Tasks for this exercise:
**1)** Reproduce word for word the section of the article on topical antibacterial and antiviral agents that opens with the words containing "Figure 3. Topical" and closes with "in this category.".
**2)** Pick up the article on prescribing topical antibacterial and antiviral agents after its final sentence and write what comes next.
*** Opening Passage provided ***
Topical antibacterial and antiviral agents: prescribing and resistance
This article describes the current prescribing patterns for topical antibacterial and antiviral preparations in primary care and the factors to consider when choosing a treatment, including the evidence for antimicrobial resistance.
Topical formulations for infections of the skin (eg impetigo, furunculosis, infected eczema), eye (eg uncomplicated conjunctivitis) and ear (eg acute otitis externa) have long been popular in primary care. Their use has been slowly increasing for several years, reaching 4.7 million prescriptions in 2015 at a cost of £23.6 million.1
As Figure 1 shows, almost half of this prescribing is for the treatment of eye infections, about which there is little dispute, but around one-third is for antibacterials that are also available systemically (fusidic acid and metronidazole) – something that raises fears about the development of resistance. Concern has also been expressed about the use of topical antibiotics for acne, which include clindamycin and erythromycin, and for which 1.2 million prescriptions were dispensed in 2015 at a cost of about £16 million. Is NHS England devoting significant resources on treatments that may be exacerbating the problem of antibiotic resistance?
Figure 1. Comparison of prescribing volume in primary care: topical antibacterial and antiviral preparations, England 20151 (numbers are thousands of prescriptions)
The antibacterial and antiviral agents available for topical treatment include 26 anti-infective agents and 38 formulations (see Tables 1–4). There is some overlap but most agents occur in only one category. Several, however, are also used orally and/ or parenterally. To highlight the risk of increasing resistance, the BNF defines a separate group of antibiotics that are not used systemically (mupirocin, neomycin, polymyxins, retapamulin) as preferable for topical use.
Table 1. Topical antibacterial preparations – skin infections
Table 2. Topical antibacterial preparations – otitis externa
Table 3. Topical antibacterial preparations – eye infections
Table 4. Topical antiviral preparations
Based on statistics for primary care prescribing in England in 2015,1 the volume of prescribing of these agents is small compared with two agents also used orally – fusidic acid (1.1 million prescriptions) and metronidazole (300,000). Only mupirocin (as a generic and Bactroban cream/ointment) tops the 100,000 mark (see Figure 2). Another formulation of mupirocin (Bactroban Nasal Ointment) is used to eliminate staphylococci from the nasal septum but much less so than the less expensive neomycin/chlorhexidine (Naseptin) (90,000 vs 448,000 prescriptions).
Figure 2. Topical antibacterial preparations for skin infections: prescribing volume in primary care, England 20151
Chloramphenicol dominates prescribing for eye infections, accounting for 78 per cent of volume (see Figure 3) and about one-third of costs. Fusidic acid is the next most frequently prescribed agent (15 per cent of volume) but it accounts for 59 per cent of costs in this category (compared with 33 per cent for chloramphenicol).
Figure 3. Topical antibacterial preparations for eye infections: prescribing volume in primary care, England 20151
Combined formulations containing a corticosteroid dominate prescribing for ear infections (see Figure 4). Together, two preparations (framycetin/dexamethasone/gramicidin and clioquinol/flumetasone) account for 90 per cent of volume and 88 per cent of cost in this category.
*** Closing Passage provided ***
*** Opening Data extracts ***
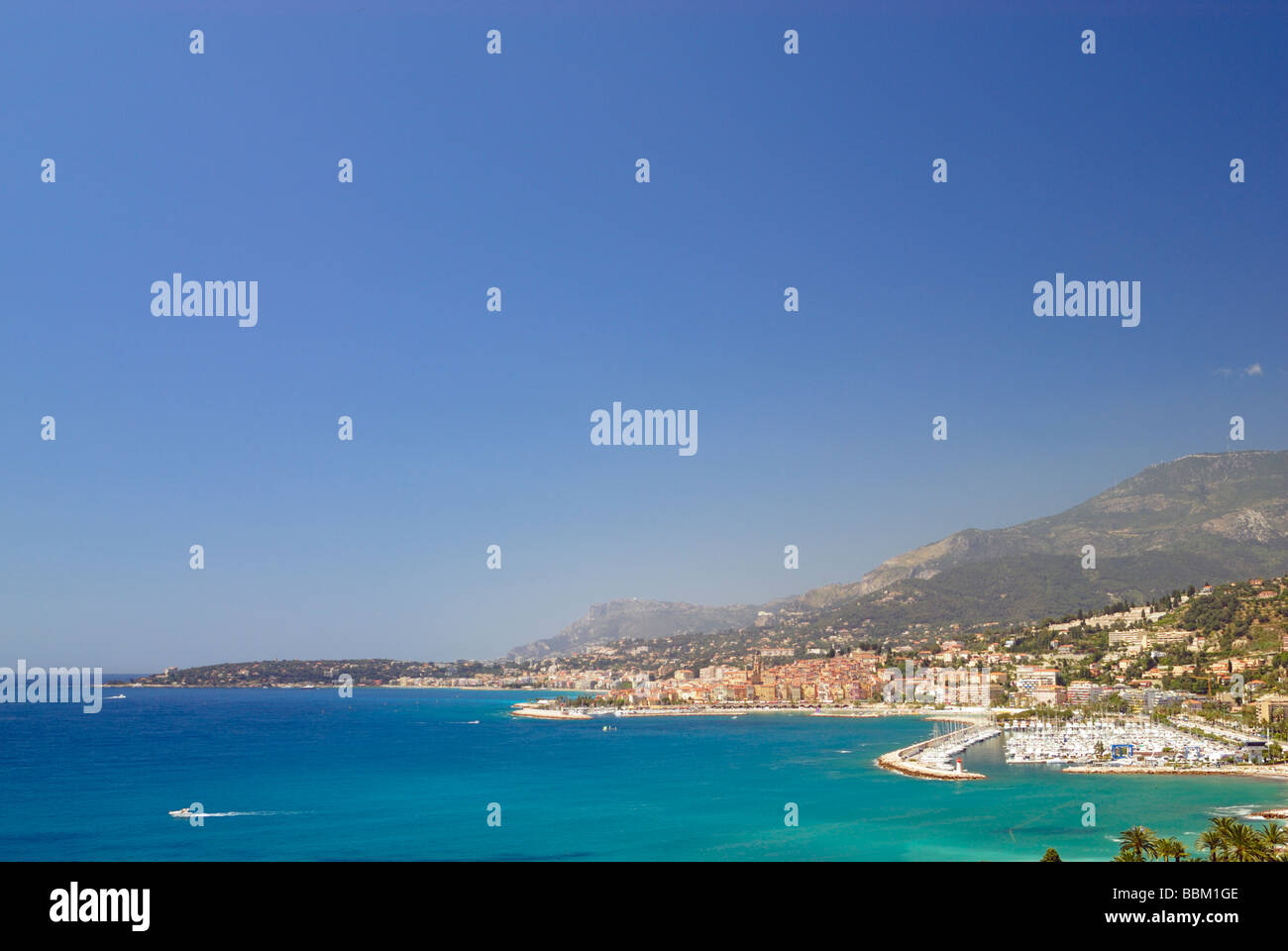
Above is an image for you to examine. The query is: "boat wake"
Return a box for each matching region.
*** Closing Data extracts ***
*** Opening Data extracts ***
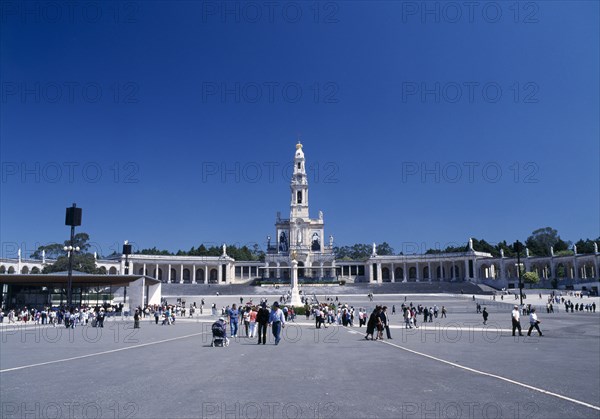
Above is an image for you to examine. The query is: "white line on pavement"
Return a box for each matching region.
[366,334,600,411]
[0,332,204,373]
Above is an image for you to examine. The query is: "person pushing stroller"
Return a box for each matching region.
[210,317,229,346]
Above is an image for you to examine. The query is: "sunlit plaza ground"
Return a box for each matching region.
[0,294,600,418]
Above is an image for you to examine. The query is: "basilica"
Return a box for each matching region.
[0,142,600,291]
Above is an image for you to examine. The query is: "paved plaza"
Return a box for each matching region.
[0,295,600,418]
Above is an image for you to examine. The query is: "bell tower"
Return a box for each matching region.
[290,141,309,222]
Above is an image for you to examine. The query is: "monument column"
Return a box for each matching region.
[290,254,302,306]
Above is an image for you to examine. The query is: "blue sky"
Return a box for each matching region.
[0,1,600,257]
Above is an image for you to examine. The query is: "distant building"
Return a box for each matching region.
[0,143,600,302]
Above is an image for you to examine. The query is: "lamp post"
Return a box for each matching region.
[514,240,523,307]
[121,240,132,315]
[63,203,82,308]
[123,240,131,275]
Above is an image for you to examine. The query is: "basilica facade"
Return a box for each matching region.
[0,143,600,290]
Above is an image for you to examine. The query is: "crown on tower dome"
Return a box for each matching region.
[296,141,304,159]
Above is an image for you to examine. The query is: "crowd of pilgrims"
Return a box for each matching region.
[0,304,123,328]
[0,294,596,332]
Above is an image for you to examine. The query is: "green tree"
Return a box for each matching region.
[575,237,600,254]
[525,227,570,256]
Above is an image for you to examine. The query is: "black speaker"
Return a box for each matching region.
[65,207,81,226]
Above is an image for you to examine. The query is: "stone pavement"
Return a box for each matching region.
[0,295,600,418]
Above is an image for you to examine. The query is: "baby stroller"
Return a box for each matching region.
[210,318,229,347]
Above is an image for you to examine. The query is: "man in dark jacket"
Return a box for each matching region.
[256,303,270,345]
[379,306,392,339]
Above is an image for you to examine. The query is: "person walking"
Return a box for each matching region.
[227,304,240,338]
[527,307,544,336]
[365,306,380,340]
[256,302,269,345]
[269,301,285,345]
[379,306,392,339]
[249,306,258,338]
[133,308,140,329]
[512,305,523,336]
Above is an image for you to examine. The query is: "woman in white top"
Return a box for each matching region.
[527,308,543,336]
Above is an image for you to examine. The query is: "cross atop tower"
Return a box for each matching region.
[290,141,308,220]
*** Closing Data extracts ***
Answers to the problems:
**1)**
Figure 3. Topical antibacterial preparations for eye infections: prescribing volume in primary care, England 20151
Combined formulations containing a corticosteroid dominate prescribing for ear infections (see Figure 4). Together, two preparations (framycetin/dexamethasone/gramicidin and clioquinol/flumetasone) account for 90 per cent of volume and 88 per cent of cost in this category.

**2)**
Figure 4. Topical antibacterial preparations for ear infections: prescribing volume in primary care, England 20151
Topical treatments are preferred to oral agents for mild to moderate acne and the most frequently prescribed contain antibiotics (see Figure 5). Benzoyl peroxide/clindamycin (33 per cent of volume), clindamycin (9 per cent) and erythromycin (25 per cent) together account for two-thirds of the £16 million spent in this category. Compared with 2010, prescribing of erythromycin and clindamycin has declined by 20–25 per cent whereas that of benzoyl peroxide/clindamycin has increased by 30 per cent.
Figure 5. Topical antibacterial preparations for acne: prescribing volume in primary care, England 20151
There are relatively few prescriptions for topical antivirals (see Figure 1), presumably reflecting a greater probability of treating viral eye infections in secondary care and the availability of over-the-counter products for cold sores. Ganciclovir is favoured over aciclovir for herpetic eye infection (19,000 vs 13,000 prescriptions) but aciclovir dominates prescribing for skin infection (217,000 prescriptions vs 3000 for penciclovir).
Topical preparations and resistance
Concern about the risk of resistance associated with the use of topical antibiotics has long been sufficient to limit their use, though it is hard to find evidence that the risk of resistance would be lower if the antibiotic was given orally instead. The implication is that it may be better not to prescribe an antibiotic at all, bearing in mind that the indication in question is a relatively minor condition that might improve without treatment.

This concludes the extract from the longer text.